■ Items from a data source
----------
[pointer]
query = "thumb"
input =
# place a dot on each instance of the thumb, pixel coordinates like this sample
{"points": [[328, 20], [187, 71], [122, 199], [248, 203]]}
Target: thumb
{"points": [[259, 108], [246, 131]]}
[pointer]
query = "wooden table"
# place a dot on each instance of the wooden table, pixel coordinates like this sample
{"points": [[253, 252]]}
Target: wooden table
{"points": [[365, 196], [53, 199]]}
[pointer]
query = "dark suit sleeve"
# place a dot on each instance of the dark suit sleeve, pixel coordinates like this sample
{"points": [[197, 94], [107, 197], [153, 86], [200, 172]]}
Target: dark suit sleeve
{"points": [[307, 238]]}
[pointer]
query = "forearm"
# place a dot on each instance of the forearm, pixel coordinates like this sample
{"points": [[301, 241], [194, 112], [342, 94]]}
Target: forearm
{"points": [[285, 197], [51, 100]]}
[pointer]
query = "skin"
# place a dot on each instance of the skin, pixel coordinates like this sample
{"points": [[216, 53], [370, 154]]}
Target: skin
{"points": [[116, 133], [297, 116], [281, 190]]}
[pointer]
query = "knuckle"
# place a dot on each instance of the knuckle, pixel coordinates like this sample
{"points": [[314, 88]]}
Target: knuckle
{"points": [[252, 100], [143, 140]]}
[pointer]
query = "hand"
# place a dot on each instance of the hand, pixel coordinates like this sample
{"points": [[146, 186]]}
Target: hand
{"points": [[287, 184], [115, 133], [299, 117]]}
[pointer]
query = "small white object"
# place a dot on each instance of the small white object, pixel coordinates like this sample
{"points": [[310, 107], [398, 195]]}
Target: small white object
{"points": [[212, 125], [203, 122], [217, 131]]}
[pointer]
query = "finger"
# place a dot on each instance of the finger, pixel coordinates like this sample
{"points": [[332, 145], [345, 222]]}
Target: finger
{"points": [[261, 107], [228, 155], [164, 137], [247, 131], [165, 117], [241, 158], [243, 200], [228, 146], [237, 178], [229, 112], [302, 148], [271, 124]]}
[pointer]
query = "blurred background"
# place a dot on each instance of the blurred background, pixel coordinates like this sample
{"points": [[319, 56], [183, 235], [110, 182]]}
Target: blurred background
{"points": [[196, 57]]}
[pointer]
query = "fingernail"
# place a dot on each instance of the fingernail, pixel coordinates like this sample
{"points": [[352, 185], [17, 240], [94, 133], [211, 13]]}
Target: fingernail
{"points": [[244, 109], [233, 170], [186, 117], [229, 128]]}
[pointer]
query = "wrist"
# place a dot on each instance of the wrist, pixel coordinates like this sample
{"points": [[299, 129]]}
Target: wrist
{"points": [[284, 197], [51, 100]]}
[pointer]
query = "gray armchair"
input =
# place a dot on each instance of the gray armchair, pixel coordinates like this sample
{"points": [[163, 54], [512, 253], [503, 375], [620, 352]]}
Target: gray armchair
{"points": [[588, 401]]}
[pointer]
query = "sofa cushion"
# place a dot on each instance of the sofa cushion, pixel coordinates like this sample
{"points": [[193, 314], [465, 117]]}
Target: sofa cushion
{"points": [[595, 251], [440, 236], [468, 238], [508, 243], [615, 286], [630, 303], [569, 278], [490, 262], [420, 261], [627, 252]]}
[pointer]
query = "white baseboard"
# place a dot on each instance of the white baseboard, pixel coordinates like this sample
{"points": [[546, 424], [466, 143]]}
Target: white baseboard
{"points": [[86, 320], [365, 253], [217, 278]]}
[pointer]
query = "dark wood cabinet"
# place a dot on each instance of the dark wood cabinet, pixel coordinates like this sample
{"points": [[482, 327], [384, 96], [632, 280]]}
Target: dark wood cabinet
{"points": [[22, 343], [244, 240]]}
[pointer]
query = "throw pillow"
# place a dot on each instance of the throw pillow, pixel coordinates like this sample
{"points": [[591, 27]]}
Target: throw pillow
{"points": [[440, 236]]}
----------
■ WORK REQUEST
Please copy only the lines from the one with "Target: white baseboard" through the final line of the records above, both ends included.

■ SOLUTION BELOW
Target: white baseboard
{"points": [[86, 320], [365, 253], [217, 278]]}
[pointer]
query = "dark wood cabinet"
# place a dot on each instance of the dark wood cabinet, pixel coordinates like this sample
{"points": [[482, 327], [384, 96], [632, 280]]}
Target: dark wood cabinet
{"points": [[22, 343], [244, 240]]}
[pointer]
query = "throw pillow"
# place a dot on each instance of the throw pillow, pixel coordinates like this sample
{"points": [[591, 27]]}
Target: throw pillow
{"points": [[440, 236]]}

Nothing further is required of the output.